DOCUMENT EXCERPT
== Segment start ==
In a time of economic strain for Missouri Southern, President Bruce Speck guarantees “pain and suffering” on the road ahead.

A moratorium, or ban, on hiring and travel was issued Monday leaving students and faculty wondering about the future of athletics travel, study abroad and conventions.

Speck said no one will remain unaffected.

“I want to make it clear here; nothing is sacred on campus,” he said. “It’s not as though there’s an area where we look at it and say ‘we can’t touch that.’?”

“That is not the way we’re going to operate, we’ve got to look at everything and say ‘How do we tighten up?’ and there will be pain and suffering everywhere, that’s just the nature of the climate we’re in.”

Since the moratorium came into affect, Dr. Terri Agee, senior vice president, has begun canceling travel plans.

“I’ve already notified several individuals who were planning on going to seminars in their field that they won’t be allowed,” she said.


While certain athletic travel is required by the MIAA, Agee plans to meet with Athletics Director Sallie Beard to discuss the future of other travel plans.

“We have to have our teams show up to play,” Agee said. “We have obligations under the MIAA. But I want to make sure everything is absolutely necessary.”

Beard believes the moratorium will have minimal to no effect on team travel.
== Segment end ==
Point localization data
== Segment start ==
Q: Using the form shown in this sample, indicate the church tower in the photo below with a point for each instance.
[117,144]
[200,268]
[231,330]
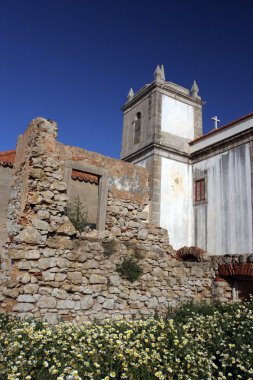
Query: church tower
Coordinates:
[159,122]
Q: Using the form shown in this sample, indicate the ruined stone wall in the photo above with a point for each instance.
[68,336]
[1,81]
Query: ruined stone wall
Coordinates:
[49,271]
[5,186]
[82,282]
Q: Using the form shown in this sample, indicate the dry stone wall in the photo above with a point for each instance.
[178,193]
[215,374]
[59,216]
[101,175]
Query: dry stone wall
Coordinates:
[50,271]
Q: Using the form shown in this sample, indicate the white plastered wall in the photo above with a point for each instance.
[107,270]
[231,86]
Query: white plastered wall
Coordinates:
[224,223]
[177,118]
[176,209]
== Segment end ==
TASK REQUIREMENTS
From the article on Missouri Southern's hiring and travel moratorium, extract the passage starting with "In a time of" and going on through "will remain unaffected.". The entries can be left aside for this work.

WORKED SOLUTION
In a time of economic strain for Missouri Southern, President Bruce Speck guarantees “pain and suffering” on the road ahead.

A moratorium, or ban, on hiring and travel was issued Monday leaving students and faculty wondering about the future of athletics travel, study abroad and conventions.

Speck said no one will remain unaffected.